##### Source data #####
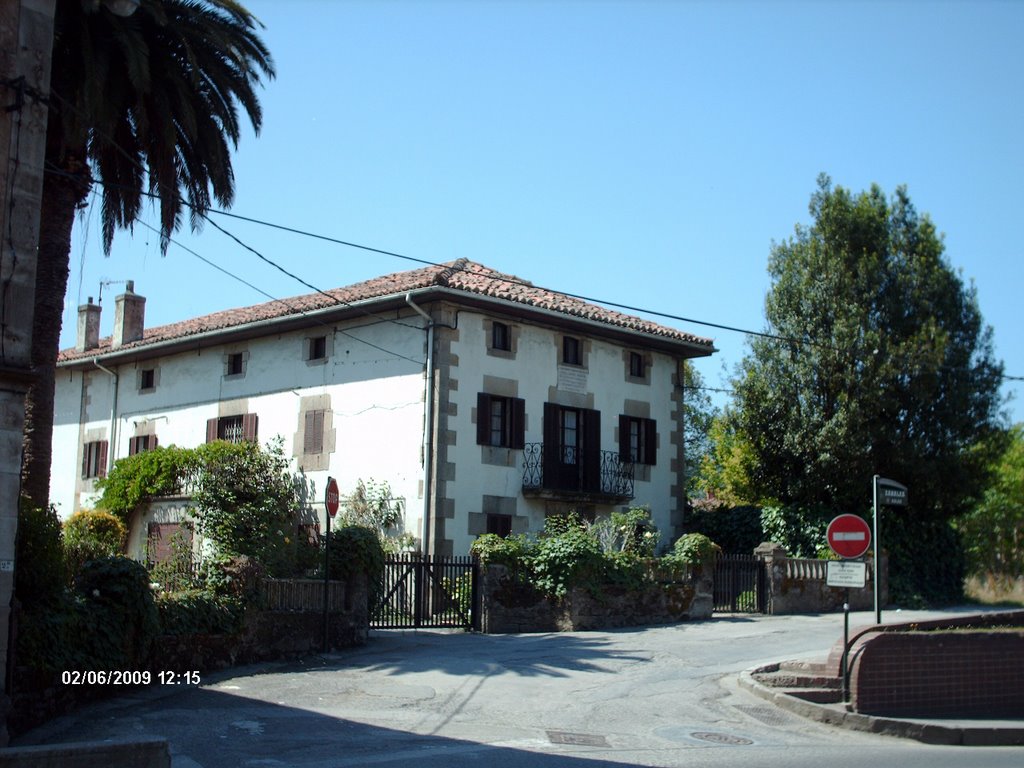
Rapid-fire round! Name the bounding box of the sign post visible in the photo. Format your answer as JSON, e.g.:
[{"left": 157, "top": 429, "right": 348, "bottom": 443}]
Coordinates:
#####
##### Source data #####
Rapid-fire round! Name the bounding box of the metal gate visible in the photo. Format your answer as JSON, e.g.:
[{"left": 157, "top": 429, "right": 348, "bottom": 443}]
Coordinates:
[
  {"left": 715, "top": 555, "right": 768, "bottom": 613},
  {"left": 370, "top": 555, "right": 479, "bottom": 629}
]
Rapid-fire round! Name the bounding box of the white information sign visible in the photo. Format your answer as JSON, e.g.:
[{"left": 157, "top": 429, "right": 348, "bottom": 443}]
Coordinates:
#####
- **Given request**: Show every line of the records that contains the word "photo", treating uppercase and lowercase letters as different.

- **Exercise response**:
Rapid-fire round! Name the bounding box of the sign post visible in the photo. Format your answer as JSON, e.g.:
Rapid-fire round! Name the bounding box of the metal gate visible in the photo. Format your answer as JSON, e.g.:
Rapid-fire round! Name the bounding box of the white information sign visible in the photo. Format your answer as JSON, e.g.:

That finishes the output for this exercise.